• Source data:
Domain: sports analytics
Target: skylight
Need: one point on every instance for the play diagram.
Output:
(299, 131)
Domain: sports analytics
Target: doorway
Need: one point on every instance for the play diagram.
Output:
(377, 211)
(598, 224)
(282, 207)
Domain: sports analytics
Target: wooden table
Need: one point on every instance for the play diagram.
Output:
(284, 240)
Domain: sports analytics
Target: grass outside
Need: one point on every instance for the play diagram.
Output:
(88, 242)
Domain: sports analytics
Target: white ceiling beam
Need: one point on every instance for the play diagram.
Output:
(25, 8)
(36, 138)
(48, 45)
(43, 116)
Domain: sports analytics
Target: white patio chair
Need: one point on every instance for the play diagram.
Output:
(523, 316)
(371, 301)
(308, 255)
...
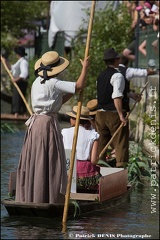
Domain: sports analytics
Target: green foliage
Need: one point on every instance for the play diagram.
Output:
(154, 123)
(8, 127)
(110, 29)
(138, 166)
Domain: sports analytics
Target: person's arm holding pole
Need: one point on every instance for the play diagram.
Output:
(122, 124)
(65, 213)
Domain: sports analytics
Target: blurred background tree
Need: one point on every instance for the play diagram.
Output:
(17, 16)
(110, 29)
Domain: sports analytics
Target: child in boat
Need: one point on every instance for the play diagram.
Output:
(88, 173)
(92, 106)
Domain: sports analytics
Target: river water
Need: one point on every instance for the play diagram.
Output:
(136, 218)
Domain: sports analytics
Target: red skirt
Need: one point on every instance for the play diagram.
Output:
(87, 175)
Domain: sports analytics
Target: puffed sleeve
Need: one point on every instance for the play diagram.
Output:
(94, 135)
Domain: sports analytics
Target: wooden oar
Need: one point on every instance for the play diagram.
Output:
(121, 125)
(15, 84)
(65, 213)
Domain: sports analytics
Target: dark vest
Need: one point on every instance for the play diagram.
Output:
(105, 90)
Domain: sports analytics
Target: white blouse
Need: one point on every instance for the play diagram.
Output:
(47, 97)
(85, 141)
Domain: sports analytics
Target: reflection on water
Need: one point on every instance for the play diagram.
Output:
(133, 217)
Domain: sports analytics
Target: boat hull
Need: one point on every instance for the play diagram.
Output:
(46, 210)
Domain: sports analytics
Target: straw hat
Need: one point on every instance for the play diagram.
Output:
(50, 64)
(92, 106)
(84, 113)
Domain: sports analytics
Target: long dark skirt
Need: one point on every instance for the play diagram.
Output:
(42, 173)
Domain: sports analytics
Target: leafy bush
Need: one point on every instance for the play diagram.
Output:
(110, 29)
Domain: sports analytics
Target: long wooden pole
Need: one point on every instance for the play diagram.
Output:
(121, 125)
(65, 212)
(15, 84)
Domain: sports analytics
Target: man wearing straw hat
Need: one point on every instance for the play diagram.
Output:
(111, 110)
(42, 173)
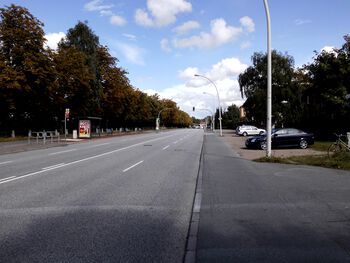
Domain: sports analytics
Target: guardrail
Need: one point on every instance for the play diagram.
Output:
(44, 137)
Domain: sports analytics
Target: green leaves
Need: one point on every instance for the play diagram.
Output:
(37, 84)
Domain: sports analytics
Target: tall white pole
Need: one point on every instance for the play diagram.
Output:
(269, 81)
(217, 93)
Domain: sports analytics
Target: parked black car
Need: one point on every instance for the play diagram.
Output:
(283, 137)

• Work request: Check each line of the material for the word "long". Copy the ones that have it.

• Exercise solution:
Target: long dark skirt
Target: long wooden pole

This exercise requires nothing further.